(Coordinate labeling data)
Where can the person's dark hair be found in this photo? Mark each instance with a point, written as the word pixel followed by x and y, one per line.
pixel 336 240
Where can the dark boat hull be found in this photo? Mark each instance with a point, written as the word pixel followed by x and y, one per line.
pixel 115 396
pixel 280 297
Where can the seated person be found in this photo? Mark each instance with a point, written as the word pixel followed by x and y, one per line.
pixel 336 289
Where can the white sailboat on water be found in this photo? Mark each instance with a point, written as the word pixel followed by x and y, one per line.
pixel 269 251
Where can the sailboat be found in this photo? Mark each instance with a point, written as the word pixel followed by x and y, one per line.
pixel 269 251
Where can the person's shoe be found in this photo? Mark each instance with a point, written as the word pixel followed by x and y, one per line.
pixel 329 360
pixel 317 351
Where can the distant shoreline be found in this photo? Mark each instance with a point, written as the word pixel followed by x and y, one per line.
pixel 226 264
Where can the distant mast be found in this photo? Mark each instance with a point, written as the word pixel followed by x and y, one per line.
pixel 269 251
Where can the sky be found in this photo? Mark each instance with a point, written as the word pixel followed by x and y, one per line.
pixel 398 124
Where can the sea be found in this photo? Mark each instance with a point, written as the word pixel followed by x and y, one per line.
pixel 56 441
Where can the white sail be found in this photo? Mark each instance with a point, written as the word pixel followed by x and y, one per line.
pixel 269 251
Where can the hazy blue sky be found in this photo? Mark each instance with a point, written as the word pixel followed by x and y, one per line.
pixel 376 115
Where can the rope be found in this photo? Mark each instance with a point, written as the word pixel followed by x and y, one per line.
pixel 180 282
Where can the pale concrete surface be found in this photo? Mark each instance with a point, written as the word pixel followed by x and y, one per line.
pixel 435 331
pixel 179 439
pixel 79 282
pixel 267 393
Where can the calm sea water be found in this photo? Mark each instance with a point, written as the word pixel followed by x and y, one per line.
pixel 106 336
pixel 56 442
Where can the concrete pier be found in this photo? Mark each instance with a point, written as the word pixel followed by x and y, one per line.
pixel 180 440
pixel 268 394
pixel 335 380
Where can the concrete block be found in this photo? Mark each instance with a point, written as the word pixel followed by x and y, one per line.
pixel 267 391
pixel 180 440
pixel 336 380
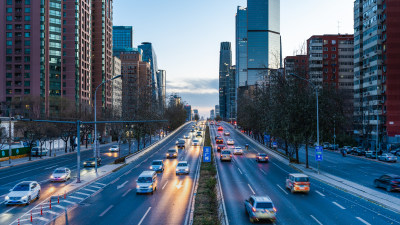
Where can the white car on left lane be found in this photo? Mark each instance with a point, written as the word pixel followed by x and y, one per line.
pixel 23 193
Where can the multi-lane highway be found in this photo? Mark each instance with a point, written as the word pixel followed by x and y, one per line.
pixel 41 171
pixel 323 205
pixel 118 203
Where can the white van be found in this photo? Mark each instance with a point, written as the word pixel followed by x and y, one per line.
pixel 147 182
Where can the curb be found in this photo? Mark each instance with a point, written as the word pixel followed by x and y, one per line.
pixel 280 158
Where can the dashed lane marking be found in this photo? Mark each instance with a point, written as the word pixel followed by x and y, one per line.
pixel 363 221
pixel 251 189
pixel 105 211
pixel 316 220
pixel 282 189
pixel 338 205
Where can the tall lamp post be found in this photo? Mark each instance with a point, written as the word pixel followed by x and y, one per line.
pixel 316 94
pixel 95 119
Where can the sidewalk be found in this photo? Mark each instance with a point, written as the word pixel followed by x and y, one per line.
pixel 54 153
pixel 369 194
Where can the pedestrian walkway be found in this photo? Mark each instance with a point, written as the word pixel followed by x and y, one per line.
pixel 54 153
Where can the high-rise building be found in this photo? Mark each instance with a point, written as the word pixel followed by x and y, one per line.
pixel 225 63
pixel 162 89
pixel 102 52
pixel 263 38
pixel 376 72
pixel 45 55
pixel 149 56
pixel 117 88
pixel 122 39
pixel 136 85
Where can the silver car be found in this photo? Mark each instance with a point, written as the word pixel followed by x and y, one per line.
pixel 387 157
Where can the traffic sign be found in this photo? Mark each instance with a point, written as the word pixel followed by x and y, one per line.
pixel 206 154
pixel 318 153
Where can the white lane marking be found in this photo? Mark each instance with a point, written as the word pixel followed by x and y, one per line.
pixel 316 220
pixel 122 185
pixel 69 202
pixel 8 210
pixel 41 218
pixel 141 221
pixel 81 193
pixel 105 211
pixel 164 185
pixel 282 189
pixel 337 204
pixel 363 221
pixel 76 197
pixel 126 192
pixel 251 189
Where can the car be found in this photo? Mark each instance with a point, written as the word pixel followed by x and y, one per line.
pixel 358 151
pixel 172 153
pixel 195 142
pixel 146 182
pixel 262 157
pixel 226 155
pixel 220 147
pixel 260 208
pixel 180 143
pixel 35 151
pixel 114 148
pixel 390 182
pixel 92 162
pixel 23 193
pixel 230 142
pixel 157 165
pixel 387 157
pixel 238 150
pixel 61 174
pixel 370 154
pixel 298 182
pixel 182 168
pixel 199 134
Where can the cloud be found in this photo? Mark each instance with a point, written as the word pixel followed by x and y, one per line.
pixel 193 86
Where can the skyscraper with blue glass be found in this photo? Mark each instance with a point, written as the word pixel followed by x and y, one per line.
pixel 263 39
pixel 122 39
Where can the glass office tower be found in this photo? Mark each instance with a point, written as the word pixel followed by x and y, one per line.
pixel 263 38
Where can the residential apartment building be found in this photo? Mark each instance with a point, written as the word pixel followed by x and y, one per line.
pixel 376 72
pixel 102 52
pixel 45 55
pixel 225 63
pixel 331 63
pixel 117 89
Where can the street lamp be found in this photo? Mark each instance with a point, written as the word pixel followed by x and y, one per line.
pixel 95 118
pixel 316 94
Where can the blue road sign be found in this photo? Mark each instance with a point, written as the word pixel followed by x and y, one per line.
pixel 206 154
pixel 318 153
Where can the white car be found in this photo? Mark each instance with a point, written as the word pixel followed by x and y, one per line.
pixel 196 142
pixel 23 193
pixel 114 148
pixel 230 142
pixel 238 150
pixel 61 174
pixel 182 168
--
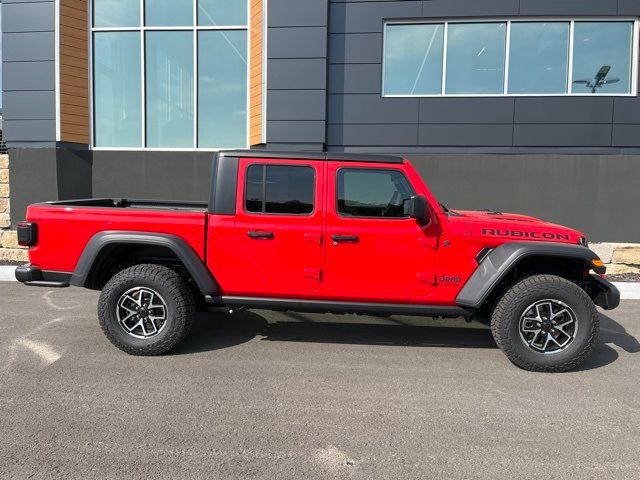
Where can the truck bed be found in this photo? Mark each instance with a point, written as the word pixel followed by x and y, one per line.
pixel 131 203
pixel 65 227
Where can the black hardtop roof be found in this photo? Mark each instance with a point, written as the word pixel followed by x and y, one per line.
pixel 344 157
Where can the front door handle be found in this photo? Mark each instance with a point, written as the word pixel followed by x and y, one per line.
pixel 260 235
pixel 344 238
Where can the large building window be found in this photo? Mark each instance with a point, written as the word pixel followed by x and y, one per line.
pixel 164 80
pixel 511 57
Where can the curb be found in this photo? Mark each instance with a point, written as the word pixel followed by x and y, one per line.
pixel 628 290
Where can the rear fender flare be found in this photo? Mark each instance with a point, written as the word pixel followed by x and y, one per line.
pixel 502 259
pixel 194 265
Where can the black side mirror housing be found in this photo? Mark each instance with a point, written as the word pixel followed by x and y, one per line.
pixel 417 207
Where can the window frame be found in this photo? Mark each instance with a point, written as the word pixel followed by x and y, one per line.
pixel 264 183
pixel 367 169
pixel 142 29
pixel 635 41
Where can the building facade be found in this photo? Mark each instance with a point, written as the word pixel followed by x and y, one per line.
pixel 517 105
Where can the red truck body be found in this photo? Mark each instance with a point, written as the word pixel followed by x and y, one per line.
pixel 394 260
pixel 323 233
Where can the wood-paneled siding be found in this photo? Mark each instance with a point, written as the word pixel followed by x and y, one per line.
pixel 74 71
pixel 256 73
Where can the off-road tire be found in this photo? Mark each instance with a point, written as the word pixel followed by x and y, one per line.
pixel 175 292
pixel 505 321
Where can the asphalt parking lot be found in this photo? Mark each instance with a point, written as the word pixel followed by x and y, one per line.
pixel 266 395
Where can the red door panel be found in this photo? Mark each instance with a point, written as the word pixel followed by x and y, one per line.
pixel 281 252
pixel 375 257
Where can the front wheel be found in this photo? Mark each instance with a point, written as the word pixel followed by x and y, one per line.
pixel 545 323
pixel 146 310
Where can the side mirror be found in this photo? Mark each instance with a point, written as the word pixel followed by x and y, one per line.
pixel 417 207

• PROBLEM DETAILS:
Can you reproduce only the records starting at the line containing "Where can the pale" and ending at the line containing "pixel 56 442", substituting "still seawater" for "calm sea water" and keeping everything else the same?

• EXERCISE RESPONSE:
Where can the pale concrete surface be found in this photo? Mark each instance with a point, written as the word pixel followed by x and y, one per line.
pixel 435 331
pixel 179 439
pixel 79 282
pixel 267 393
Where can the still seawater be found in this photo? Mark each instance with a point, written as the word pixel followed by x and y, one per line.
pixel 106 336
pixel 56 442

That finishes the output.